_Text shown_
+++++

In defining the robustness of such architecture, 
we simply do not compute a single metric. Instead, 
we need to express it in terms of the offered 
robustness to different functionalities. Since we are 
referring to functionalities, there is an assumption 
here that we have made a mapping of the intended 
system to the architecture. For example, we can 
define the following metrics of robustness. 

ROl: Probability with which a component’s (e.g., 
engine’s) status is recorded in the storage 
successfully. 

Of course, to evaluate ROl , we need to know 
about the entire path from the sensors to the final 
storage unit, the reliability of different components 
on the path, the algorithms used along the path and 
their robustness, etc. So the computation would 
involve not only simple hardware reliabilities but 
also software and algorithmic robustness. 

R02: Probability with which a sensor algorithm is 
guaranteed to receive inputs from different sensors 
of a component within a given interval. 

Metrics such as R02 are relevant to guarantee 
that the outputs from a sensor fusion algorithm are 
correct since its inputs are consistent (or timely). 

R03: Probability with which the status of at least k 
out of m ( m>k ) components will be available in the 
storage for the user.

+++++

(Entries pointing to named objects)
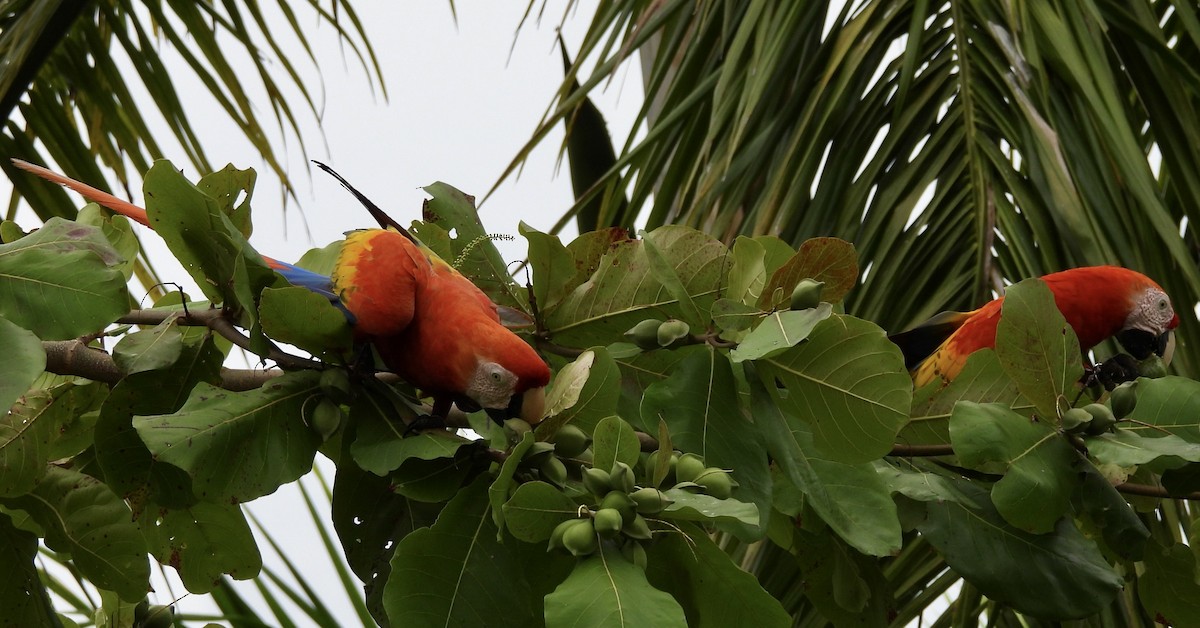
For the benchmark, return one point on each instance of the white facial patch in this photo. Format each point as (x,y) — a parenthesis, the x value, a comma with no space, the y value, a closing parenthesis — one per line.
(1151,312)
(491,386)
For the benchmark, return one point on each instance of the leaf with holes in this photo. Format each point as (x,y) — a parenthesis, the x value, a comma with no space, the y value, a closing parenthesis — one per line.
(1037,348)
(605,590)
(849,382)
(238,446)
(1036,460)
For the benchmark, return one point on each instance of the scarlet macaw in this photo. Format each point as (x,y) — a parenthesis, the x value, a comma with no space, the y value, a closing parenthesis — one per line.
(430,324)
(1097,301)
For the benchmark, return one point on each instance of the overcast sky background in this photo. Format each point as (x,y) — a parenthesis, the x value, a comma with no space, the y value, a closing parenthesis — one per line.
(462,101)
(460,108)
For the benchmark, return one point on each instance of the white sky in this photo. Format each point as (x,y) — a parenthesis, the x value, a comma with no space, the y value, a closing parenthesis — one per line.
(460,109)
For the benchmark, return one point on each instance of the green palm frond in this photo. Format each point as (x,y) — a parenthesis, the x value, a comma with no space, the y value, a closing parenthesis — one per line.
(957,144)
(66,96)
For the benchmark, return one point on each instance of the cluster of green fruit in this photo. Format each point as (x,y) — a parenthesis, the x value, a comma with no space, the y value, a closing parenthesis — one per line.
(1095,419)
(619,500)
(654,334)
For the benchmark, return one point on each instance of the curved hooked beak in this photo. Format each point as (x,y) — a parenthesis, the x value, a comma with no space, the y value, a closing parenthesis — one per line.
(528,406)
(1141,344)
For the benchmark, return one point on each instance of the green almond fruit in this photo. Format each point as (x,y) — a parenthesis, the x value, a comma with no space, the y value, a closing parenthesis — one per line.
(556,536)
(672,332)
(689,466)
(327,418)
(622,502)
(552,470)
(645,334)
(1075,420)
(581,539)
(570,441)
(807,294)
(649,501)
(597,482)
(607,521)
(1123,399)
(622,477)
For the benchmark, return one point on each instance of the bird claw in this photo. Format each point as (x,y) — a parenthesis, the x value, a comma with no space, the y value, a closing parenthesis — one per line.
(1114,371)
(425,422)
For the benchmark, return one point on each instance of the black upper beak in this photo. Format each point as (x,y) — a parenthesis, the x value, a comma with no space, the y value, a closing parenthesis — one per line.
(501,414)
(1141,344)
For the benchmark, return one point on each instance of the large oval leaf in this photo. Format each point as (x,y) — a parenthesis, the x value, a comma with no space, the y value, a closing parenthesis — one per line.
(238,446)
(61,281)
(849,382)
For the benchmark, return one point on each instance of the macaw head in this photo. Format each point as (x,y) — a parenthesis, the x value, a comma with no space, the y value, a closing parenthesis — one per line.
(513,388)
(1149,328)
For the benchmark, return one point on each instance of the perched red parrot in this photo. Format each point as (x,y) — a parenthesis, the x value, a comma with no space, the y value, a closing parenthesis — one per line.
(1097,301)
(430,324)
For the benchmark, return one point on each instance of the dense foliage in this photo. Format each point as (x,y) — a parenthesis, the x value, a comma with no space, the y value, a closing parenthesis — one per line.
(708,402)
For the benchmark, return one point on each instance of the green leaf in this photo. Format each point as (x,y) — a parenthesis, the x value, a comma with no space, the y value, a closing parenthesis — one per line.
(1059,575)
(24,440)
(851,498)
(713,590)
(472,250)
(1128,448)
(127,465)
(552,267)
(119,232)
(323,259)
(847,587)
(624,289)
(535,509)
(849,382)
(735,316)
(370,520)
(982,380)
(449,574)
(664,271)
(1168,590)
(780,332)
(60,281)
(83,518)
(24,599)
(306,320)
(582,393)
(204,239)
(228,186)
(748,274)
(238,446)
(149,348)
(501,488)
(379,443)
(202,543)
(1168,404)
(1108,509)
(605,590)
(828,259)
(1037,348)
(1036,460)
(700,405)
(27,435)
(700,507)
(615,441)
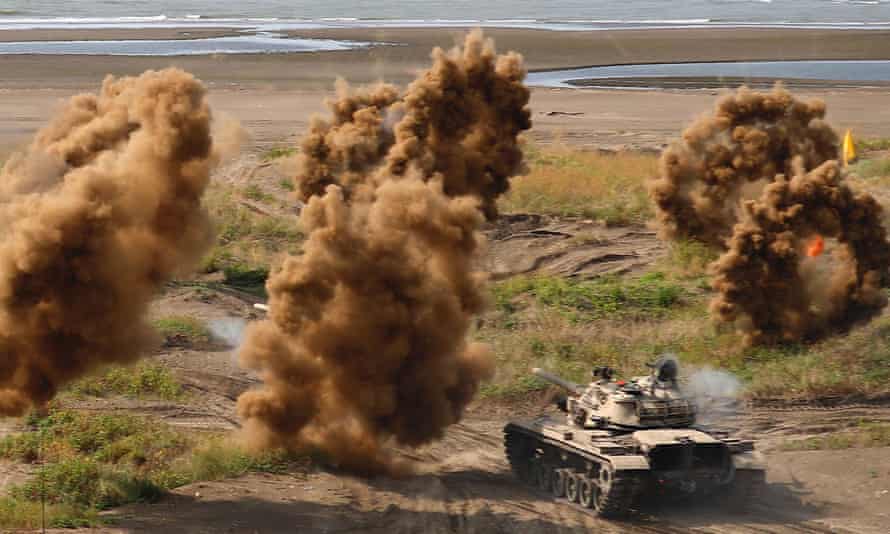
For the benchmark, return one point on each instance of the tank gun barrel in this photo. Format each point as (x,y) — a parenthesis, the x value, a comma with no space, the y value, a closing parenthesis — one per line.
(553,379)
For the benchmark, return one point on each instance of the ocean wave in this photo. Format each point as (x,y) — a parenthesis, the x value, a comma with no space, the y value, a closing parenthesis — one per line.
(253,44)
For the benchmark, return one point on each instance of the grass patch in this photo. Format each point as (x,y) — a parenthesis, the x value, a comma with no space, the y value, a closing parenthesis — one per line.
(566,182)
(871,145)
(246,239)
(94,462)
(571,327)
(864,434)
(690,258)
(586,300)
(253,192)
(279,152)
(287,184)
(141,381)
(183,328)
(872,168)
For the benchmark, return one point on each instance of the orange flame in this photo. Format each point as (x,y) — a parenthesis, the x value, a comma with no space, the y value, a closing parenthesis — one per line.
(816,246)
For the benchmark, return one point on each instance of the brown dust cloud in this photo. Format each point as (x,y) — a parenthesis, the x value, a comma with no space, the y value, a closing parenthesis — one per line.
(98,212)
(759,181)
(366,344)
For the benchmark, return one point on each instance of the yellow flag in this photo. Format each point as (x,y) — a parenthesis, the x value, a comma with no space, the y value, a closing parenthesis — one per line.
(849,149)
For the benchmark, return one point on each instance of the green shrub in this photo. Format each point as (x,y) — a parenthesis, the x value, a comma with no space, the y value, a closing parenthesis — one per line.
(141,381)
(189,328)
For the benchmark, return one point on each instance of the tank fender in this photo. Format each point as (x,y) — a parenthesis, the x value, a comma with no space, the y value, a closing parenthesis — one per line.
(749,460)
(629,463)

+++++

Please answer these questions about the robustness text:
1. Instead of a single metric, what is robustness expressed in terms of?
2. Besides simple hardware reliabilities, what else does the computation for a component's status being recorded in the storage involve?
3. In the metric about "at least k out of m" components, which is larger, m or k?
The lines after the text are separate material from it.

_Expected answer_
1. The offered robustness to different functionalities.
2. Software and algorithmic robustness.
3. m is larger than k.